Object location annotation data
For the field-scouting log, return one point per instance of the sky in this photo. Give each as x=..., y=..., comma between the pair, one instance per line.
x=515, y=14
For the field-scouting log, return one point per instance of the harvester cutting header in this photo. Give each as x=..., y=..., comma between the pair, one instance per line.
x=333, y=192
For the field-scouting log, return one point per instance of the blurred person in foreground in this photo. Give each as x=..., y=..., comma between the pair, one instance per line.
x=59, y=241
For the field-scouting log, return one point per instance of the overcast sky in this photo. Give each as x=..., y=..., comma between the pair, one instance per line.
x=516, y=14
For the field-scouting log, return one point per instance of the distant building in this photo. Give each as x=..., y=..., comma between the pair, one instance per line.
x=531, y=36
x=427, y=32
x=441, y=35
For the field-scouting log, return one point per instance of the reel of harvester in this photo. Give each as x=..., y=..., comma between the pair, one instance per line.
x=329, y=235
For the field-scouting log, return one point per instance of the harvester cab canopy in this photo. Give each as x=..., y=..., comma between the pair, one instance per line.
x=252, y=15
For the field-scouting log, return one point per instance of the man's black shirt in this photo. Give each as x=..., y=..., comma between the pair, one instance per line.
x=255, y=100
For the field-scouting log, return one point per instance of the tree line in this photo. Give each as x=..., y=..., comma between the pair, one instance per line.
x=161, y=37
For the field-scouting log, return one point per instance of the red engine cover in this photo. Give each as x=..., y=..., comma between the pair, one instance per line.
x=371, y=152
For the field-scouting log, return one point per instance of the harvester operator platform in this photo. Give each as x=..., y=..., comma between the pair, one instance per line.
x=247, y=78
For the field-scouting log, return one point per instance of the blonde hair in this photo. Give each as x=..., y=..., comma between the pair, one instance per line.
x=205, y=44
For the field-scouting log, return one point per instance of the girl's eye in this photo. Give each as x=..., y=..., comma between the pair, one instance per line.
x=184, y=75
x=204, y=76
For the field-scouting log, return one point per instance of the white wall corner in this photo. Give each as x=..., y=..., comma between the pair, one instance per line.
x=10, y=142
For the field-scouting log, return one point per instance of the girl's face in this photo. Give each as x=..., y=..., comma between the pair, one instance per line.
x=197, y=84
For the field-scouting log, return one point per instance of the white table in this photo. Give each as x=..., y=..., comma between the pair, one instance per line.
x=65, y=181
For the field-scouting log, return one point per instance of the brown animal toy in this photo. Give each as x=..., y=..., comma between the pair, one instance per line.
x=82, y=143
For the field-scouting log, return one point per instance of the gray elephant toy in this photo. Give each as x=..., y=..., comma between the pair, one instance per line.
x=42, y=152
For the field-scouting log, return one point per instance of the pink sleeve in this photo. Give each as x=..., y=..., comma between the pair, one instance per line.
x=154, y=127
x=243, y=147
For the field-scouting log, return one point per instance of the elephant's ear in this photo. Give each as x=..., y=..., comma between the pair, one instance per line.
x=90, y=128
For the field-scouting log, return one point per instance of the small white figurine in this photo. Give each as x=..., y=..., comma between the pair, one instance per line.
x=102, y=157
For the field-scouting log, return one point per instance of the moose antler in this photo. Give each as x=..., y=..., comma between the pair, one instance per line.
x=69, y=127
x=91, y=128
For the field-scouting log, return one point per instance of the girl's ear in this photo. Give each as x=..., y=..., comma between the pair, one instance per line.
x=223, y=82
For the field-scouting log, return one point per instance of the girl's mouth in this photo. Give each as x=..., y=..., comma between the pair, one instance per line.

- _GIVEN REQUEST_:
Copy the records above exactly.

- _THE OUTPUT_:
For the field-scouting log, return one point per instance of the sky in this photo. Give each as x=..., y=..., comma between the pair, one instance per line.
x=515, y=14
For the field-scouting log, return one point per instance of the harvester cutting header in this photo. Give each as x=..., y=..., comma between the pair, one instance per line.
x=333, y=192
For the field-scouting log, return one point per instance of the blurred person in foreground in this photo. Give each as x=..., y=..., comma between the pair, one instance per line.
x=59, y=241
For the field-scouting log, return one point per instance of the overcast sky in this photo. Give each as x=..., y=..., comma between the pair, one instance per line.
x=516, y=14
For the field-scouting log, return one point per instance of the distant building in this photo. Give each as x=..., y=..., comma between the pair, one instance per line.
x=531, y=36
x=427, y=32
x=441, y=35
For the field-scouting log, return one point per instance of the reel of harvester in this photo. Give each as x=..., y=..., comma between the pair, one instance per line.
x=329, y=235
For the field-scouting log, return one point per instance of the harvester cab canopy in this photo. Give each as x=..., y=..., comma between the pair, one instance per line.
x=252, y=15
For the field-scouting log, return one point per instance of the man's black shirt in this photo. Give each as x=..., y=..., comma between the pair, one instance per line.
x=255, y=100
For the field-scouting log, return one point per instance of the tree line in this photo. Give each as x=..., y=..., comma between the pair, one instance per line.
x=161, y=37
For the field-scouting log, return one point per instance of the red engine cover in this photo. Give each as x=..., y=..., comma between the pair, one instance per line.
x=371, y=152
For the field-scouting log, return one point per instance of the harvester operator platform in this photo. Give each as x=..., y=..., comma between the pair, one instance per line.
x=247, y=78
For the field-scouting log, return one point per instance of the blonde hair in this photo. Give each as x=..., y=..., comma between the pair, one instance per line.
x=205, y=44
For the field-scouting log, return one point per instance of the girl's eye in this photo. Give each as x=..., y=..., comma between the pair, one instance per line.
x=184, y=75
x=204, y=76
For the field-scouting log, return one point per instance of the white wall corner in this photo. Give each as x=..., y=..., comma between the pair, one instance per line.
x=10, y=142
For the field-scouting log, return one point per instance of the girl's face in this photo. Give each as x=..., y=..., comma between the pair, one instance per line.
x=197, y=84
For the field-scouting log, return one point per instance of the white table in this photo. Give each as x=..., y=..., comma between the pair, one instance per line.
x=65, y=181
For the field-scouting log, return one point per instance of the brown animal toy in this photo. Give each as x=..., y=..., comma between the pair, one instance per line.
x=82, y=143
For the field-scouting log, return one point per instance of the gray elephant toy in this photo. Give each as x=..., y=..., comma between the pair, one instance per line.
x=42, y=152
For the field-scouting log, return one point per instance of the pink sleeve in this photo. Give each as x=..., y=..., comma between the pair, one instance per line.
x=154, y=127
x=243, y=147
For the field-scouting log, return one point per instance of the elephant's ear in this photo. Give each as x=..., y=..., comma between the pair, one instance per line.
x=90, y=128
For the field-scouting log, return one point per instance of the small white figurine in this photo. Give each as x=..., y=..., comma between the pair, one instance per line.
x=102, y=157
For the field-scouting log, return one point per instance of the moose antler in this photo. Give each as x=..., y=..., comma between the pair, one instance per line.
x=69, y=127
x=91, y=128
For the field-scouting log, return one point per instance of the girl's ear in this photo. Give each as x=..., y=..., comma between the pair, one instance per line.
x=223, y=82
For the field-scouting log, return one point per instance of the girl's mouth in this photo. Give each as x=..., y=..., comma between the pair, one instance per line.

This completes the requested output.